Begin

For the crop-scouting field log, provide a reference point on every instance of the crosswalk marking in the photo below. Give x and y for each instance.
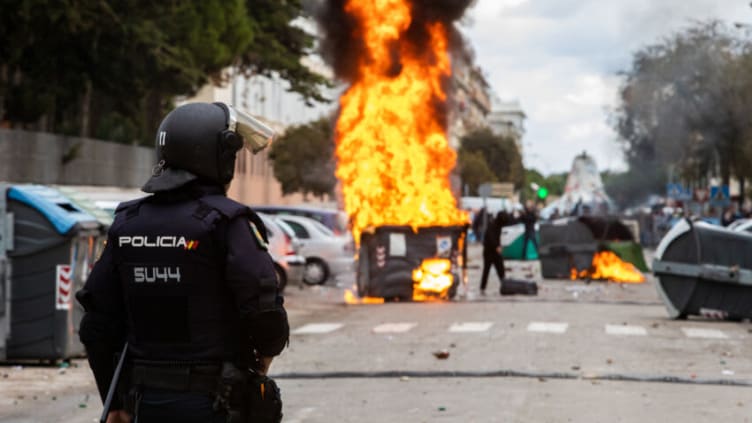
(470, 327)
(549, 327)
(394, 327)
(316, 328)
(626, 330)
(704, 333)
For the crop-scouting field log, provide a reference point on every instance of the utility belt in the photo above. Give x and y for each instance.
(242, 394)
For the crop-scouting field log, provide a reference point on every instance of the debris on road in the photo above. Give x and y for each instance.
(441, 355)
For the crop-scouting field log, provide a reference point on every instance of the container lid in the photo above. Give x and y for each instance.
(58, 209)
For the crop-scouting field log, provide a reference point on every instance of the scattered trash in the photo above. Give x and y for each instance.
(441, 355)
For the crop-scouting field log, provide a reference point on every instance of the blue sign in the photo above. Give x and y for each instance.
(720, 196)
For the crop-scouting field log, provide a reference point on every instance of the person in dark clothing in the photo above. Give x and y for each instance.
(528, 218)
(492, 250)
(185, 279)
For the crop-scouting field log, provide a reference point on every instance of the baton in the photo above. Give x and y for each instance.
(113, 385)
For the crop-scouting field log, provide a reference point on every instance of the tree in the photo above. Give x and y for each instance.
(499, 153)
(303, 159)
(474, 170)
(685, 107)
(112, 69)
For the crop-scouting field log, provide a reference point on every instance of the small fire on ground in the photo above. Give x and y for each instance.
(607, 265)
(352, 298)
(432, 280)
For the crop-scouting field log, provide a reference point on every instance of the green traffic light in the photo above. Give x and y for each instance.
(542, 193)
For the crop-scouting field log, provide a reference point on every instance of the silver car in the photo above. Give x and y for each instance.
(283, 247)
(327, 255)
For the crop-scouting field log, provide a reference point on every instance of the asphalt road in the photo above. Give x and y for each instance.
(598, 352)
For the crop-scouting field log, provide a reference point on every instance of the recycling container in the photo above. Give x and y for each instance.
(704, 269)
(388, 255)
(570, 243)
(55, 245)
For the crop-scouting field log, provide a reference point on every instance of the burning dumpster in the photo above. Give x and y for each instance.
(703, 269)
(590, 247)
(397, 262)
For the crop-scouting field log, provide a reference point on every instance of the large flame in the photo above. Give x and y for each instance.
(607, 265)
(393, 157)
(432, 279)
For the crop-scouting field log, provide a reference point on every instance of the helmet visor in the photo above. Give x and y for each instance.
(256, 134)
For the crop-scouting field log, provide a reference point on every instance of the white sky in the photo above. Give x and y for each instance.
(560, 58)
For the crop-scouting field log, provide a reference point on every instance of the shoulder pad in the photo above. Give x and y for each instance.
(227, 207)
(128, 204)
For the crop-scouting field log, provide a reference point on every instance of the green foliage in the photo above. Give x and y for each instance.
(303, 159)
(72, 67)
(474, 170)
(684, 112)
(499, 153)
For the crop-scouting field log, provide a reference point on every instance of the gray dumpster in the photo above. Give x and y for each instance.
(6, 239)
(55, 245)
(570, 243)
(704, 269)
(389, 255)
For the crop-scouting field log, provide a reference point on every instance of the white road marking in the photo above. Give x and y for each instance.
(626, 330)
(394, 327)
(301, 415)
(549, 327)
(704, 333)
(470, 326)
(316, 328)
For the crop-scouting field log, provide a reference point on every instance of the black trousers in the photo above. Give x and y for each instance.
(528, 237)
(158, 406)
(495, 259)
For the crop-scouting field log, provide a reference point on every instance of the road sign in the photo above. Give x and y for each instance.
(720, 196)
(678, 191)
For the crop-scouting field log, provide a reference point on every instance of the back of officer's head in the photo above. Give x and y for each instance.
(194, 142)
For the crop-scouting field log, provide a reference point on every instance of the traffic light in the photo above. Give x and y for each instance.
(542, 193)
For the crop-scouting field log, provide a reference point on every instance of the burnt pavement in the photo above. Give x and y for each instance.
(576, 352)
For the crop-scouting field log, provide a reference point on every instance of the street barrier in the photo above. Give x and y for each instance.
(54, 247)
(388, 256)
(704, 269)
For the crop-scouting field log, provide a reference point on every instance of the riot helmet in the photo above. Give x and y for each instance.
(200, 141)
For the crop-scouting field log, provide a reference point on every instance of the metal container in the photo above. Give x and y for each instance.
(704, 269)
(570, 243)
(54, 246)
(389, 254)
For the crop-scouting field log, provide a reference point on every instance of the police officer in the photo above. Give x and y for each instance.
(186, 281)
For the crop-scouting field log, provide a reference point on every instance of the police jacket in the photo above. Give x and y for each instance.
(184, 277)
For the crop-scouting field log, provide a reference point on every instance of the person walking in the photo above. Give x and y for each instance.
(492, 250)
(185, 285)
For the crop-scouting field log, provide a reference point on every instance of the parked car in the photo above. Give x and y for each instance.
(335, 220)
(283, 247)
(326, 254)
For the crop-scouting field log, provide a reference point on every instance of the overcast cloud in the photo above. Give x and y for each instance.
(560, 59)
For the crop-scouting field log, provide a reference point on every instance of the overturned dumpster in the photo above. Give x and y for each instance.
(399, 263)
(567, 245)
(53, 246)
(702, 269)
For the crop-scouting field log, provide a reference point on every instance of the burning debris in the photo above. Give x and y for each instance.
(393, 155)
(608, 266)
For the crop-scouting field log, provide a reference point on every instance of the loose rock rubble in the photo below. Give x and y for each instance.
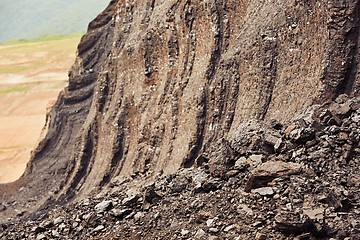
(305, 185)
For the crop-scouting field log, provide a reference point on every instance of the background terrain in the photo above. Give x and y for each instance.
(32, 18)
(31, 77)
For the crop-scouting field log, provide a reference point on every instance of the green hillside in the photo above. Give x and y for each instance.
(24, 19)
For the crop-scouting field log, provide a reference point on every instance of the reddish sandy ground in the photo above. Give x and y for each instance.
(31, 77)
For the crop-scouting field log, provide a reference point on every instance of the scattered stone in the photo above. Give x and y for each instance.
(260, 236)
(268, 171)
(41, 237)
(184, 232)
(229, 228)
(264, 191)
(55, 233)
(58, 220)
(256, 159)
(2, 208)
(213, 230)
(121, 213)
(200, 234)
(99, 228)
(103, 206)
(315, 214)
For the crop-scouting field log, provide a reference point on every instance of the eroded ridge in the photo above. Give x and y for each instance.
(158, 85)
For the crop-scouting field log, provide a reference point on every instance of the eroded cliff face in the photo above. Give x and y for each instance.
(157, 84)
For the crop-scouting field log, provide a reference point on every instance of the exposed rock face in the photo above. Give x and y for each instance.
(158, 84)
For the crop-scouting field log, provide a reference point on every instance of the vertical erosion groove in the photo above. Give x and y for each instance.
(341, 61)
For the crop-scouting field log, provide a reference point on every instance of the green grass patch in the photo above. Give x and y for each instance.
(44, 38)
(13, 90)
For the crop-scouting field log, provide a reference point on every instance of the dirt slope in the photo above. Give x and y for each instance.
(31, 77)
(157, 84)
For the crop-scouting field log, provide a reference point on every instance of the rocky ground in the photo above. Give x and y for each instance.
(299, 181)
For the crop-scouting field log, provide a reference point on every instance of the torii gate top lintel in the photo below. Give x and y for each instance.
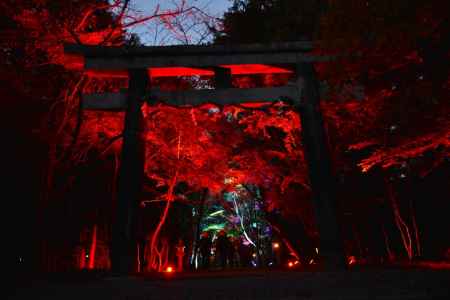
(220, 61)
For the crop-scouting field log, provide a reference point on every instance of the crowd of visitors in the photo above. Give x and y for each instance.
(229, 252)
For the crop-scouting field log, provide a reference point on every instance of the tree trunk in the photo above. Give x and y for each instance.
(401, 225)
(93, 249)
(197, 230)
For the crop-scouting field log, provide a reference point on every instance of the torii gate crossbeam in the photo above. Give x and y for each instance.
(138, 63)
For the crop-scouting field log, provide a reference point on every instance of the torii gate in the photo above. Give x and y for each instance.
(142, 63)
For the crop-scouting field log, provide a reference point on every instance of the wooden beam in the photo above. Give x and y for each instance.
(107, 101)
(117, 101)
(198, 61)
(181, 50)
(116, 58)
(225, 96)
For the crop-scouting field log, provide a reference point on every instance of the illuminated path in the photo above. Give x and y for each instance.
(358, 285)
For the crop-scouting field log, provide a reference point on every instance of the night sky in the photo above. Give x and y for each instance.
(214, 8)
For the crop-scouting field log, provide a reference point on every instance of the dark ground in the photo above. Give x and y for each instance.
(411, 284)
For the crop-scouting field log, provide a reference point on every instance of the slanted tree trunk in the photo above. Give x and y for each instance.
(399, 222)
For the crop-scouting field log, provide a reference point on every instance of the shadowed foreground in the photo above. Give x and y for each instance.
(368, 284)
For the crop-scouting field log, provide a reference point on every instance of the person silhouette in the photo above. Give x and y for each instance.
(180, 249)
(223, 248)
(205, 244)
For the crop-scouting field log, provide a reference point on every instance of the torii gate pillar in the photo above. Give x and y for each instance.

End

Return precisely the lines of the records, starting with the line that holds "of the dark" and ending with the last one.

== Written solution ==
For the crop-scouting field log, provide a reference point on every instance of the dark ground in the photo above. Give x and y for each instance.
(411, 284)
For the crop-scouting field log, provide a reference point on every instance of the slanted tree trunk in the photo above. Give x and y for each instance.
(399, 222)
For the crop-scouting field log, provide a reference point on every instance of the shadowed foreground in the photo above. Give x and y for each instance.
(368, 284)
For the crop-scouting field log, provide a reference point on every instance of the person silhouette in the photo above. Give x and y for each instance.
(180, 249)
(223, 248)
(205, 244)
For the crop-scouting field log, provide a reference point on every instance of the torii gate pillar in the photo above. Give x and y for each instance.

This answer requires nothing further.